→ Excerpted text
** Begin **

The entire image dataset was divided into training, development, and test sets, as described in Table 2. The data augmentation process enlarged the learning set sizes ten times. In particular, the images representing an individual were never scattered through different learning sets. Additionally, the test set consisted of original images without augmentation. Each of the three volunteers in the test set collected head images with different orientations, similar to the example in Figure 2. The images were collected with the webcam that was used in the final application. Each person in the test set was asked to collect three sets of images with different lighting conditions to verify performance in a data distribution similar to the final application.

2.2. CNN Estimator

2.2.1. Coarse Estimation

The main goal of coarse head estimation is to detect the position of the head in the image and estimate its bounding box. In this project, four different solutions of head detection were evaluated, namely, the Haar cascade face detector [22], multitask cascaded convolutional networks (MTCNN) [23], histogram of oriented gradients (HOG) face detector with the support-vector machine (SVM) [24], and the DNN module in OpenCV [25]. Each detector was evaluated in terms of the processing time of a single image frame and accuracy. The results are collected in Table 3.

The tests have shown that an OpenCV DNN module acts superior in terms of processing time. There were additional problems with alternative solutions. The Haar-based detector resulted in many false predictions, whereas the HOG-based detector did not detect faces that covered a small region of an image. Both acted poorly in non-frontal images.

For further work, the detector that gave the shortest processing time was chosen, resulting in an operation close to online. The estimation of the head bounding box was carried out with an OpenCV DNN module with a pre-trained CNN model [26]. Since no prior modifications were made to the proposed CNN architecture, a detailed review will be omitted in this work.

In particular, the neural network selected for the coarse estimation resulted in regression of the bounding box; that is, the coordinates of the left top corner of the bounding boxes and its height. Different bounding boxes’ sizes could be estimated depending on the dimensions of the head present on a particular image frame. Subsequently, the square image given by the bounding box was cropped from the original image data, as presented in Figure 3. The size was then unified as

128 \times 128

px to constitute a valid fine estimation input, as described in the previous section.

2.2.2. Fine Estimation

The fine estimation classification algorithm proposed in this work assumes the separation of vertical and horizontal orientations. There are several reasons for this. First, it is crucial to enable the online operation of the overall system, and the decomposition of the solution decreases the computational time. Second, the camera mounting used in the considered study has 2DOF; therefore, the decomposition is unavoidable.

The assumption was made that both CNN estimators (for vertical and horizontal orientations) will have identical architectures. Due to differences between the output data, the hyperparameters will differ. The proposed architecture is presented in Figure 4. The architecture was inspired by the popular LeNet-5 [27]. However, complex and customized modifications were needed.

** End **

→ The tasks
- A) In the head pose estimation text, which detector was chosen for estimating the head bounding box?
- B) Extend the head pose estimation text with a further paragraph that takes it on from its final sentence.

→ Dataset content

** Begin **

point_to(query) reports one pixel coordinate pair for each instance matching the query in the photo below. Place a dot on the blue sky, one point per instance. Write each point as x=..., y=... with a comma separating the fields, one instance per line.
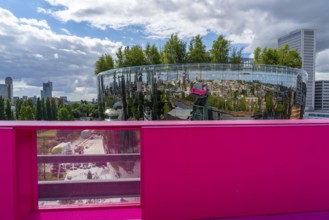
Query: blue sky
x=60, y=40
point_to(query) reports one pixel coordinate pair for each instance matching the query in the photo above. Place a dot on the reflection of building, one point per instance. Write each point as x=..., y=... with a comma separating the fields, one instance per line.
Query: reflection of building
x=322, y=95
x=47, y=90
x=246, y=91
x=6, y=90
x=304, y=41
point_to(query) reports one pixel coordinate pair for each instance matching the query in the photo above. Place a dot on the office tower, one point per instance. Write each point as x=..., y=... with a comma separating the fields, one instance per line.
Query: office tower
x=47, y=90
x=304, y=41
x=9, y=83
x=322, y=95
x=6, y=90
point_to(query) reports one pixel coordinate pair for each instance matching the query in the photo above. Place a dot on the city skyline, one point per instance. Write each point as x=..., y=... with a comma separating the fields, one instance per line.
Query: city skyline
x=60, y=40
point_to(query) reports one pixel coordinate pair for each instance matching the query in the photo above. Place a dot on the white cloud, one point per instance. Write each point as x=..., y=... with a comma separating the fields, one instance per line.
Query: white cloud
x=32, y=53
x=65, y=31
x=34, y=22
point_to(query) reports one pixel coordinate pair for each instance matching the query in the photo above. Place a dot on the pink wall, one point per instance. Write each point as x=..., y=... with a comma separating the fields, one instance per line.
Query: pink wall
x=8, y=177
x=192, y=170
x=225, y=171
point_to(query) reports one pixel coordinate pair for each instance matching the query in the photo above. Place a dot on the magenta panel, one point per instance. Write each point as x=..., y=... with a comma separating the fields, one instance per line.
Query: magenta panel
x=202, y=172
x=26, y=172
x=7, y=189
x=243, y=171
x=164, y=173
x=91, y=214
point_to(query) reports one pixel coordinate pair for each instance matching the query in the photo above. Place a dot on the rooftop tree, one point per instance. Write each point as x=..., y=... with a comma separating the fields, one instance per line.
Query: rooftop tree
x=197, y=51
x=174, y=51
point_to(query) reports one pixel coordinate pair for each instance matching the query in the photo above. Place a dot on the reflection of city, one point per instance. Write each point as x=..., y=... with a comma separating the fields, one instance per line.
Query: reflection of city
x=203, y=92
x=87, y=156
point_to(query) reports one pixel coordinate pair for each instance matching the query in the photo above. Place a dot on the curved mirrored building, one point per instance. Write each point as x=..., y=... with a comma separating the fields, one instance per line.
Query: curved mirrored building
x=202, y=91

** End **

→ Answers to the exercises
- A) The OpenCV DNN module with a pre-trained CNN model.

- B)
The proposed CNN contains seven layers: four convolutional layers, a flatten layer, and two dense layers. In general, there are 216,501 hyperparameters to train in CNN. Each convolutional layer is followed by Batch Normalization [28] and a ReLU activation function.

The deeper the layer, the more convolutional filters used and the smaller the image matrix size (due to pooling layers). The last pooling layer outputs the matrix of size

8 \times 8 \times 64

. Decreasing the size of the input image throughout the network enables deeper layers of the network to have a larger receptive field and limits the number of hyperparameters of dense layers. The limitation of the hyperparameter number is important in this scenario to not increase the processing time.

The convolutional layers are followed by a flattening layer, resulting in an output vector of size 4096. A one-dimensional vector is passed to a dense layer with a leaky ReLU [29] activation function. The choice of this activation function limits the probability that dead neurons occur in the deep layers.

The last dense layer is followed by a softmax activation function, and the size of the output vector is equal to the number of classes considered, as described in Table 1. The output vector contains the probability that the actual image belongs to one of the classes. It should be noted that no negative samples were used for training. Here, two main factors were considered. First, the coarse estimation algorithm [25] resulted in an empty output if no head was detected in the image; therefore, the fine estimation was fed with meaningful data. Second, it was intentional to always assign one of the output classes, even if a real orientation of the head was slightly out of the classes.

2.3. Hardware

The 2DOF movable camera mounting was built from two separate servomechanisms and an ESP32-CAM board, which has an embedded processing unit, WiFi module, and micro camera that work as a surveillance camera in this project. The overall view of the system is depicted in Figure 5.

In this study, TowerPro MG995 servomechanisms [30] were used for both degrees of freedom. Their operating speed is equal to

0.2

s for

60^{°}

of position displacement. The velocity was saturated in the software architecture; that is, if a control action was required, every 1 ms, a command was sent to alter the angular position of the servomechanism by

1^{°}

.

Both servomechanisms considered in this study have a controlled movement range of 180

^{°}

. The first drive, which was attached to the base, does not have an extra limit in the moving range. Therefore, movement is limited to 90

^{°}

in the left direction and 90

^{°}

in the right direction. The second servomechanism is attached to the output of the first servomechanism. The movement of the second servomechanism was restricted to 30

^{°}

sagittal flexion down and 60

^{°}

sagittal flexion up. The limits are directly connected with the CCTV camera image. This solution avoids pointing the camera at unimportant areas of the building (e.g., ceiling, floor). The ESP32-CAM was connected to the second servo rotor to ensure two degrees of freedom of moving mount.

Both sides of the system are energy independent; therefore, the operator can be separated from the CCTV camera as long as they are within range of the same network.

2.4. Data Flow of the Proposed System

The overall system incorporates all components described in previous subsections. The data flow between the components is presented in Figure 6.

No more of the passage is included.